> **WRITTEN PROBLEM**
Rewrite every line of the listing, starting at the line containing "Can you find the oval" and ending at the line containing "pixel 414 353", and offset each pixel coordinate by adding 58 to it.

> **INPUT MATERIAL**
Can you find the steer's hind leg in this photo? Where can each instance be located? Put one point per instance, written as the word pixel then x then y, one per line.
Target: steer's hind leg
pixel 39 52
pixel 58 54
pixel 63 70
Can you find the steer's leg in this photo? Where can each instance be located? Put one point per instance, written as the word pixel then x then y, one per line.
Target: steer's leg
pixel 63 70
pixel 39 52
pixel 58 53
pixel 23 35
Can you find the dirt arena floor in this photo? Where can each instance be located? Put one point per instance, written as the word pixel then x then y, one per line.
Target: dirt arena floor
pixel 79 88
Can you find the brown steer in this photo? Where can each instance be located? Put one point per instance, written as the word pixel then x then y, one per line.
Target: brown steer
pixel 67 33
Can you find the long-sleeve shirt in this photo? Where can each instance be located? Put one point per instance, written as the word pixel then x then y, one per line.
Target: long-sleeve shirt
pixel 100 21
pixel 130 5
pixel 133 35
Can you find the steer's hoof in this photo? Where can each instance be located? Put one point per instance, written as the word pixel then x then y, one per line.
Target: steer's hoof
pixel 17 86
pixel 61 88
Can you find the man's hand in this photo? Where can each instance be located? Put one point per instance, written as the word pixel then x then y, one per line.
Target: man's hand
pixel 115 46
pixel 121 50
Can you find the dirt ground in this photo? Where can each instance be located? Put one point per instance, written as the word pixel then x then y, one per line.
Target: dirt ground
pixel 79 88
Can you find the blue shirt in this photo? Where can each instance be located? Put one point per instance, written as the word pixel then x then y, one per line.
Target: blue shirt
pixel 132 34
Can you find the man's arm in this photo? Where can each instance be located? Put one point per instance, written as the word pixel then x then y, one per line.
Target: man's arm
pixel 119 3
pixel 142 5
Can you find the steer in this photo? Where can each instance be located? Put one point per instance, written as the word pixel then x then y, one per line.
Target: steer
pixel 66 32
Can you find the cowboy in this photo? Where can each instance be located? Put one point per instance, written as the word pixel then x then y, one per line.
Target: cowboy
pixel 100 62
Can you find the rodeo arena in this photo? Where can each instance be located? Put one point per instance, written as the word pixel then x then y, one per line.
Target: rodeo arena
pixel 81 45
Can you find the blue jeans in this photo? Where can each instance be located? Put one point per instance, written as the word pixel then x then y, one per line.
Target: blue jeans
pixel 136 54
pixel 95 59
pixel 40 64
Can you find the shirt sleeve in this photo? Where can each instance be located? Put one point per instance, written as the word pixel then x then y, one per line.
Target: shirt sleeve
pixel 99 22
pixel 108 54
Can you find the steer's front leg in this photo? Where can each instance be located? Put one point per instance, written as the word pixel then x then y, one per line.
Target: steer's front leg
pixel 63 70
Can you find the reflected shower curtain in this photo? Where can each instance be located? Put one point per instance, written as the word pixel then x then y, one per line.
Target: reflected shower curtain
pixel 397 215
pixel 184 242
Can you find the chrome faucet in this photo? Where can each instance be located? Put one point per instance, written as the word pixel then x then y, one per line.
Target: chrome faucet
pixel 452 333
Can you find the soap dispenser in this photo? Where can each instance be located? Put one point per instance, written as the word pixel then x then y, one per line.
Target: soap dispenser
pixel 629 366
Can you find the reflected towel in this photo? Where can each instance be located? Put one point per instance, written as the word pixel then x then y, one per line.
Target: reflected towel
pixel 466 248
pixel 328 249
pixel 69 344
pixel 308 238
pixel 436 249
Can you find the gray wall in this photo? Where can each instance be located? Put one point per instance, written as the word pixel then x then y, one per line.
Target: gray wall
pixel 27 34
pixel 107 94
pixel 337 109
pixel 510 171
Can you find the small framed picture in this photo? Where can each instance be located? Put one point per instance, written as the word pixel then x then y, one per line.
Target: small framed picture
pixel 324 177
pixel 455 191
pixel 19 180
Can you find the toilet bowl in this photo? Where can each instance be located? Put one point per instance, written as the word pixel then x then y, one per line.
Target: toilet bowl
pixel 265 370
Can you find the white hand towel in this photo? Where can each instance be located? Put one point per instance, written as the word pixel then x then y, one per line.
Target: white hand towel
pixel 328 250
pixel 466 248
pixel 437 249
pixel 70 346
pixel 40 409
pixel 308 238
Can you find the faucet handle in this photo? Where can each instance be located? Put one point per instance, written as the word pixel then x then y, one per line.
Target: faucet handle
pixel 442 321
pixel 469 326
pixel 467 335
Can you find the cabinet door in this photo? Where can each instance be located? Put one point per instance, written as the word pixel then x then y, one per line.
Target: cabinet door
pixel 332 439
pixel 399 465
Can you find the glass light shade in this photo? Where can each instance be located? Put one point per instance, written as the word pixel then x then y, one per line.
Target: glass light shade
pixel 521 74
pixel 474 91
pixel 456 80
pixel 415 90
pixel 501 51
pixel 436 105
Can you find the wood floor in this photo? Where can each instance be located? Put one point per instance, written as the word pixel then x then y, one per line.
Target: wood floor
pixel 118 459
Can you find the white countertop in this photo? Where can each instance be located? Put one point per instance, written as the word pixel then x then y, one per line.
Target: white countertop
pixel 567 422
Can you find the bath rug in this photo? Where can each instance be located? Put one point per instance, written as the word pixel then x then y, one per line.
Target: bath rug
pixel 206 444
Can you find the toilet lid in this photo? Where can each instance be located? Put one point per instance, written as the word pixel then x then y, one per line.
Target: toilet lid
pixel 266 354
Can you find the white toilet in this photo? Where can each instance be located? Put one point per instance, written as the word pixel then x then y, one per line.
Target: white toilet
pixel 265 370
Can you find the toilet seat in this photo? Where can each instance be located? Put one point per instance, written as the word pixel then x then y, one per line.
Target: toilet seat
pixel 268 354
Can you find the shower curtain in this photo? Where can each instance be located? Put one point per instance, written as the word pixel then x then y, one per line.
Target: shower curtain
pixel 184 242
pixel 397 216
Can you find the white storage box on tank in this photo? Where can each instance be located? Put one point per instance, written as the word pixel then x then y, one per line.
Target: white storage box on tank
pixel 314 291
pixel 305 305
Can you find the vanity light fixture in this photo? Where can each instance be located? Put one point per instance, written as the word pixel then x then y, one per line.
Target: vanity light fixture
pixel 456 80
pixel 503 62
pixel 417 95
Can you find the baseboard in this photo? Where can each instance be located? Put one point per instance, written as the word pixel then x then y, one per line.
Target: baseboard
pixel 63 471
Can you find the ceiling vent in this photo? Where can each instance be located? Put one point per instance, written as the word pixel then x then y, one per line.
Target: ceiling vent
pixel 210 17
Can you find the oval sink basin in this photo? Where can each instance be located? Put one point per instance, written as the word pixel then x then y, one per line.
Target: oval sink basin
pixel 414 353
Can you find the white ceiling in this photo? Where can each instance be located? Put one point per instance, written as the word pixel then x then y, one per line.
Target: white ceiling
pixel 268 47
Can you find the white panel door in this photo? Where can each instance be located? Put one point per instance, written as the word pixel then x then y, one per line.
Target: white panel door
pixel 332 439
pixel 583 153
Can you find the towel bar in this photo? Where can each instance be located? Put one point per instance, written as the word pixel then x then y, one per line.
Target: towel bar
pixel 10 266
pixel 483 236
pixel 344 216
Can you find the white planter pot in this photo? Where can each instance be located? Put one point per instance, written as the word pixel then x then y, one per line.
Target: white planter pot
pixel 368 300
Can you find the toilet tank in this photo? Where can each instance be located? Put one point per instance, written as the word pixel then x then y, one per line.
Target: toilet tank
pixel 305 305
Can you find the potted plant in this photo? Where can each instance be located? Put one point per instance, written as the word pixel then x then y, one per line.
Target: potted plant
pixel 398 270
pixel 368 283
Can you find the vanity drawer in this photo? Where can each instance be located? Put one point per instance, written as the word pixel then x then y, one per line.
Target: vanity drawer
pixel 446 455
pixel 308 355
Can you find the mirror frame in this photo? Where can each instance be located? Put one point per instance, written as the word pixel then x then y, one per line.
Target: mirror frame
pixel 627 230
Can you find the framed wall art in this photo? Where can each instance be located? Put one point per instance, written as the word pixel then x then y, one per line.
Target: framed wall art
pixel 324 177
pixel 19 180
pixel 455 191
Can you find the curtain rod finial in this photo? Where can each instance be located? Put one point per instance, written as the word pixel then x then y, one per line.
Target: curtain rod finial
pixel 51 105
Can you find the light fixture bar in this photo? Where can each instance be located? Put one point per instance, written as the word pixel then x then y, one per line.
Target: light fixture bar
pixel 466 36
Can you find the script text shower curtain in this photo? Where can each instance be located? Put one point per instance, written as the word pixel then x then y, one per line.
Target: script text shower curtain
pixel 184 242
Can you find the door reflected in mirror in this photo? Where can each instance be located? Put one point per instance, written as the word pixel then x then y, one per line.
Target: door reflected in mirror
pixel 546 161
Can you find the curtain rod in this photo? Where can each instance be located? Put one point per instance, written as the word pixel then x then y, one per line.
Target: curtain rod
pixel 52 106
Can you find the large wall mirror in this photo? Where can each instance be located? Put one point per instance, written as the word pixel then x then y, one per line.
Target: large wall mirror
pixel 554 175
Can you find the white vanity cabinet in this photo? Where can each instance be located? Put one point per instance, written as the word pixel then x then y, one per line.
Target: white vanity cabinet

> **COMPLETE ANSWER**
Can you find the oval sink basin in this photo? Where can each instance be located? Put one point per instance, written as the word pixel then x then y, one per line.
Target: oval sink basin
pixel 472 411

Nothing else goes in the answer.